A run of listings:
● ● ●

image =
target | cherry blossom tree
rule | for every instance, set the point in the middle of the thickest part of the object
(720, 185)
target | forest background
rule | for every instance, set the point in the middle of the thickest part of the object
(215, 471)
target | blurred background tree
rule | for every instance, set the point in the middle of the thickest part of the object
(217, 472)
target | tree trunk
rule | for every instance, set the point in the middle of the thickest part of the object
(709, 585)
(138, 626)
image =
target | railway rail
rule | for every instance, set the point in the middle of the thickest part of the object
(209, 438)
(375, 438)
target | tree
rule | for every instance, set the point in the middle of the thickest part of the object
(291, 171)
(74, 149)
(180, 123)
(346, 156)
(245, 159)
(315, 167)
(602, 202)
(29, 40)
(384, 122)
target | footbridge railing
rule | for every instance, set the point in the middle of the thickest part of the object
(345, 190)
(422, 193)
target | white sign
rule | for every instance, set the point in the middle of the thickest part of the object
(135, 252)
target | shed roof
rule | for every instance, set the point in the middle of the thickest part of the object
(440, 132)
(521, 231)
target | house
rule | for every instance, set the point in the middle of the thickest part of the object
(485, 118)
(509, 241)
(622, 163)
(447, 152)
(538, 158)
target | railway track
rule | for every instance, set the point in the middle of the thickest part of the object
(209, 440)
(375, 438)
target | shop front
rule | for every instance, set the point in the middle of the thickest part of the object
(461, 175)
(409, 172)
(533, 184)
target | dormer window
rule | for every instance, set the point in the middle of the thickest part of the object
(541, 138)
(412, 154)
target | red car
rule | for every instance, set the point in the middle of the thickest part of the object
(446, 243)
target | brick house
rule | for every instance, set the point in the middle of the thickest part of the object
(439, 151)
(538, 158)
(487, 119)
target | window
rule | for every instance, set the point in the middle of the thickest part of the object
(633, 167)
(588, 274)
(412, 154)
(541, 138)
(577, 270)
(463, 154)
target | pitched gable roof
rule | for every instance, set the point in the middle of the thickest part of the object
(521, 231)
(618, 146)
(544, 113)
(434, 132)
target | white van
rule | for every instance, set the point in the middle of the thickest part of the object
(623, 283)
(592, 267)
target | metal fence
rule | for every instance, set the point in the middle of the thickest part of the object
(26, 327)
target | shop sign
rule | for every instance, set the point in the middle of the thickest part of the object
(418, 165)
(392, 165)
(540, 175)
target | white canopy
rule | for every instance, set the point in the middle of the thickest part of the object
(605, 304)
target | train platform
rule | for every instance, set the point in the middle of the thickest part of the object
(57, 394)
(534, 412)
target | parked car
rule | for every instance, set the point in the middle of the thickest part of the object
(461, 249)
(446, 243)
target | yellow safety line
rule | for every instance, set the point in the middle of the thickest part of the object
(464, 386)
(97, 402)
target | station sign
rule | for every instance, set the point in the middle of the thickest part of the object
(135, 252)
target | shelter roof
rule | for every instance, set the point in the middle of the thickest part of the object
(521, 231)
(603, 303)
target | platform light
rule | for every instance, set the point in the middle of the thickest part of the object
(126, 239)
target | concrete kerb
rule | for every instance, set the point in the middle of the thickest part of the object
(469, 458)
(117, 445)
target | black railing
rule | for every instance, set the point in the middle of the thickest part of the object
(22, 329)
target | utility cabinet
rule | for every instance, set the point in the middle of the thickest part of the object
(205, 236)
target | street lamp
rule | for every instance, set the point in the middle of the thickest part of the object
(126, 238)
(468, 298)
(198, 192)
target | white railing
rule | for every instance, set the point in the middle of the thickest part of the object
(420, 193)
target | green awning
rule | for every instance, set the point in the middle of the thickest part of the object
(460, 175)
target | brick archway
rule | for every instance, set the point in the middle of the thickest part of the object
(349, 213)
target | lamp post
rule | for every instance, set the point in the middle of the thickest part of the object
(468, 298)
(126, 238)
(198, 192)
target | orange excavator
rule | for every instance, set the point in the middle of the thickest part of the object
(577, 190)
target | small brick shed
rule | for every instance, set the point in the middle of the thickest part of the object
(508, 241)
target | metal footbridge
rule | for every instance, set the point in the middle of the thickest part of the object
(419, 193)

● ● ●

**GOAL OF THE EXERCISE**: Rewrite the whole listing above as a JSON list of strings, with each line as its own string and blank lines left out.

**TASK SOLUTION**:
[
  "image =",
  "target | cherry blossom tree",
  "rule | for every instance, set the point in the middle of the thickest part of the object",
  "(720, 185)",
  "target | forest background",
  "rule | for every instance, set the point in the middle of the thickest part of the object",
  "(215, 471)",
  "target | blurred background tree",
  "rule | for every instance, set the point in the middle of the thickest part of the object",
  "(217, 472)",
  "target | tree trunk",
  "rule | for every instance, set the point in the middle of the thickest part of the object",
  "(709, 585)",
  "(138, 626)",
  "image =",
  "target | railway rail",
  "rule | for every instance, set the point in the middle of the thickest part of the object",
  "(209, 438)",
  "(375, 438)",
  "target | tree",
  "rule | for every instance, set the point in the middle of the thickest part of the object",
  "(291, 171)",
  "(74, 149)",
  "(180, 123)",
  "(346, 156)",
  "(245, 159)",
  "(315, 167)",
  "(602, 202)",
  "(29, 40)",
  "(384, 122)",
  "target | footbridge railing",
  "rule | for every instance, set the point in the middle of the thickest part of the object",
  "(345, 190)",
  "(422, 193)",
  "target | white sign",
  "rule | for every instance, set the point in the middle of the thickest part of the object",
  "(135, 252)",
  "target | shed roof",
  "rule | for every instance, set the point in the middle of the thickest part of the object",
  "(440, 132)",
  "(521, 231)",
  "target | house",
  "rule | for every instance, set the point in the middle of the thickest part of the object",
  "(485, 118)",
  "(509, 241)",
  "(622, 163)",
  "(447, 152)",
  "(538, 158)",
  "target | railway track",
  "rule | for every instance, set the point in the middle of the thickest part of the object",
  "(209, 440)",
  "(375, 438)",
  "target | shop front",
  "rule | for every instance, set the point in the middle of the thickest part of the object",
  "(461, 175)",
  "(409, 172)",
  "(533, 184)",
  "target | dormer window",
  "rule | for every instance, set the point in the middle of the thickest part of the object",
  "(541, 138)",
  "(412, 154)",
  "target | red car",
  "rule | for every instance, set the point in the middle of the thickest part of the object",
  "(446, 243)",
  "target | brick house",
  "rule | for every instance, set the point in the middle of the thickest part of the object",
  "(439, 151)",
  "(538, 158)",
  "(487, 119)",
  "target | window",
  "rule | for every instance, set the point in the middle of the thickest part of the object",
  "(633, 167)",
  "(588, 274)",
  "(412, 154)",
  "(541, 138)",
  "(577, 270)",
  "(463, 154)",
  "target | pitched gable roof",
  "rule | for every instance, set the point in the middle of the thickest part of the object",
  "(521, 231)",
  "(618, 146)",
  "(544, 113)",
  "(434, 132)",
  "target | white van",
  "rule | for every instance, set the point in the middle of the thickest part of the object",
  "(623, 283)",
  "(592, 267)",
  "target | metal fence",
  "rule | for every instance, set the point in the middle of the thickest part of the object",
  "(26, 327)",
  "target | shop sign",
  "rule | for every instance, set the point in the middle of the thickest part of the object",
  "(418, 165)",
  "(392, 165)",
  "(540, 175)",
  "target | white canopy",
  "rule | for every instance, set the point in the middle of the thickest part of the object",
  "(605, 304)",
  "target | train platform",
  "rule | for every instance, set the point in the middle of the thickest part of the object",
  "(57, 394)",
  "(534, 412)",
  "target | parked car",
  "rule | for every instance, set the point in the middle of the thickest part of the object",
  "(461, 249)",
  "(446, 243)",
  "target | yellow safety line",
  "rule | for every instance, set the point in the middle of the thickest part of the object",
  "(464, 386)",
  "(97, 402)",
  "target | station sign",
  "rule | for every instance, set the point in the middle of the thickest part of the object",
  "(135, 252)",
  "target | shelter roof",
  "rule | for every instance, set the point in the middle of the thickest part of the object",
  "(521, 231)",
  "(603, 303)",
  "target | platform light",
  "rule | for every instance, set the point in the middle of the thickest part of the object",
  "(126, 239)",
  "target | concrete kerb",
  "rule | for every instance, set the point in the middle of the thickest part of the object",
  "(469, 458)",
  "(117, 445)",
  "target | black railing",
  "rule | for every instance, set the point in the middle of the thickest part of the object",
  "(22, 329)",
  "target | utility cabinet",
  "rule | for every instance, set the point in the middle of the thickest part of the object",
  "(205, 236)",
  "target | street lamp",
  "rule | for every instance, set the point in the middle of the thickest part of the object",
  "(126, 238)",
  "(468, 298)",
  "(198, 192)",
  "target | white railing",
  "rule | for every instance, set the point in the middle of the thickest part of the object",
  "(420, 193)",
  "target | green awning",
  "rule | for every instance, set the point in the middle of the thickest part of the object",
  "(460, 175)",
  "target | brick archway",
  "rule | for every instance, set the point in the middle of the thickest part of the object",
  "(349, 213)",
  "target | lamp post",
  "rule | for every instance, set the point in the middle of the thickest part of the object",
  "(468, 298)",
  "(126, 238)",
  "(198, 192)",
  "target | orange excavator",
  "rule | for every instance, set the point in the middle of the thickest part of the object",
  "(577, 190)",
  "target | small brick shed",
  "rule | for every instance, set the point in the middle of the thickest part of the object",
  "(508, 241)",
  "target | metal footbridge",
  "rule | for every instance, set the point in the middle of the thickest part of the object",
  "(419, 193)"
]